Referring expression data
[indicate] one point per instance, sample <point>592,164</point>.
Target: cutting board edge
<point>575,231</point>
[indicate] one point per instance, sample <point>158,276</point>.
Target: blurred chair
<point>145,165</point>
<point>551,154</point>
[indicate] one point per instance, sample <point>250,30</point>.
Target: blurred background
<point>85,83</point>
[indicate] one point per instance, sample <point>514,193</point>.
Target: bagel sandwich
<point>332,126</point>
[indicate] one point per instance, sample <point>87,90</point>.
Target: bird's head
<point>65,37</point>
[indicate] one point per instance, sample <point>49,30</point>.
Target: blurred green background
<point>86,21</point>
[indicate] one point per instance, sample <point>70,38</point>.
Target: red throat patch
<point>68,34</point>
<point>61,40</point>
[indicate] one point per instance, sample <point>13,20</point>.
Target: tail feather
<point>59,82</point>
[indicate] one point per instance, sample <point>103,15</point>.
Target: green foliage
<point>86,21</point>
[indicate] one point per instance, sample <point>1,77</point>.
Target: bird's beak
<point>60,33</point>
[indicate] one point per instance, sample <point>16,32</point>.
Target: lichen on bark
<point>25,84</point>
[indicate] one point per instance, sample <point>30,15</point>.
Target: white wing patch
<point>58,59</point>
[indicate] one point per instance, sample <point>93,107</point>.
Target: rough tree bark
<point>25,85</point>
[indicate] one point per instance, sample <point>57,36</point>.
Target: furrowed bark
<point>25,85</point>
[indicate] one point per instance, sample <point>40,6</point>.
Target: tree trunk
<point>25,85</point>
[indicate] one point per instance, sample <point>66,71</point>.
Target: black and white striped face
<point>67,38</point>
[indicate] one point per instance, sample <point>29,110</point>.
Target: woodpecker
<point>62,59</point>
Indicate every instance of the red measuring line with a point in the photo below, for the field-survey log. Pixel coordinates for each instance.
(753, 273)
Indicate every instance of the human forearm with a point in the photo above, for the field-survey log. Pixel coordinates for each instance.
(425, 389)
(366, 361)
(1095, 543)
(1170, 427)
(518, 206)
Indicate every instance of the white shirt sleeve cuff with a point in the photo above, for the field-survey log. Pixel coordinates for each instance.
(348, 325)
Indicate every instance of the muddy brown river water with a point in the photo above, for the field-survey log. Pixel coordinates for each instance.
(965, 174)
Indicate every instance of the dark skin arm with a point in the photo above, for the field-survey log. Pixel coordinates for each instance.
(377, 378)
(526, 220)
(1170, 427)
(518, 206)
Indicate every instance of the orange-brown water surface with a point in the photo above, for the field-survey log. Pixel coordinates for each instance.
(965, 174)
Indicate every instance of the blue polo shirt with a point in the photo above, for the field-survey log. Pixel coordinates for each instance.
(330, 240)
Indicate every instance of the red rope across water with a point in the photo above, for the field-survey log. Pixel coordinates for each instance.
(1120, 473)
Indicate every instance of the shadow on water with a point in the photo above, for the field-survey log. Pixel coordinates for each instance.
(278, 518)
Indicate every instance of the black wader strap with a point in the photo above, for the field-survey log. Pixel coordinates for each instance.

What the task requires
Extract all of the data shown above and repeat it verbatim.

Exercise response
[indicate] one point per instance, sample <point>592,164</point>.
Target: cutting board edge
<point>575,231</point>
[indicate] one point per instance, sample <point>158,276</point>.
Target: blurred chair
<point>145,165</point>
<point>551,154</point>
[indicate] one point per instance, sample <point>250,30</point>.
Target: blurred background
<point>85,83</point>
[indicate] one point per instance, sample <point>514,193</point>.
Target: bagel sandwich
<point>332,126</point>
[indicate] one point per instance, sample <point>87,90</point>.
Target: bird's head
<point>65,37</point>
[indicate] one point per instance, sample <point>49,30</point>.
Target: blurred green background
<point>86,21</point>
[indicate] one point per instance, sample <point>70,38</point>.
Target: red throat patch
<point>68,34</point>
<point>61,40</point>
[indicate] one point per instance, sample <point>13,20</point>.
Target: tail feather
<point>59,82</point>
[indicate] one point per instance, sample <point>103,15</point>.
Target: green foliage
<point>86,21</point>
[indicate] one point per instance, sample <point>1,77</point>.
Target: bird's beak
<point>60,33</point>
[indicate] one point per instance, sample <point>16,32</point>.
Target: lichen on bark
<point>25,84</point>
[indicate] one point per instance, sample <point>30,15</point>.
Target: white wing patch
<point>58,59</point>
[indicate] one point per instance, sample <point>93,107</point>.
Target: rough tree bark
<point>25,85</point>
[indicate] one point per instance, sample <point>57,36</point>.
Target: furrowed bark
<point>25,85</point>
[indicate] one point per instance, sample <point>40,6</point>.
Target: tree trunk
<point>25,85</point>
[indicate] one point per instance, sample <point>66,71</point>.
Target: black and white striped face
<point>67,38</point>
[indicate] one point per instance, sample <point>29,110</point>.
Target: woodpecker
<point>62,59</point>
Indicate every instance of the red measuring line with a point in the photo below, for the field-survey log. Pixel coordinates for each instance.
(753, 273)
Indicate every instance of the human forearm with a point in the photo above, for the field-survey log. Pixel coordinates for each instance.
(425, 389)
(366, 361)
(1095, 543)
(1170, 427)
(518, 206)
Indicate every instance of the white shirt sleeve cuff with a point in the photo above, for the field-survey log. Pixel coordinates for each instance.
(348, 325)
Indicate every instance of the muddy brown river water with a point in the photo above, for the field-survey log. Pixel coordinates for each instance.
(965, 174)
Indicate every instance of the dark skin arm with a point in the photo above, for the field-survey log. Pixel coordinates for each instance.
(377, 378)
(526, 220)
(1170, 427)
(518, 206)
Indicate every instance of the orange-brown water surface with a point in the photo above, for the field-survey log. Pixel coordinates for each instance.
(965, 174)
Indicate every instance of the blue polo shirt with a point in the photo above, for the field-survey log. Pixel coordinates for each instance.
(330, 240)
Indicate every instance of the red rope across water with a point in the photo above, for the field-survey log. Pixel coordinates for each instance.
(1120, 473)
Indicate every instance of the shadow on water with a point in the photo above, for the field-survey log. Pixel coordinates for each instance.
(278, 518)
Indicate every instance of the black wader strap with a point in the photo above, for the field-survey log. Pixel coordinates for each instance.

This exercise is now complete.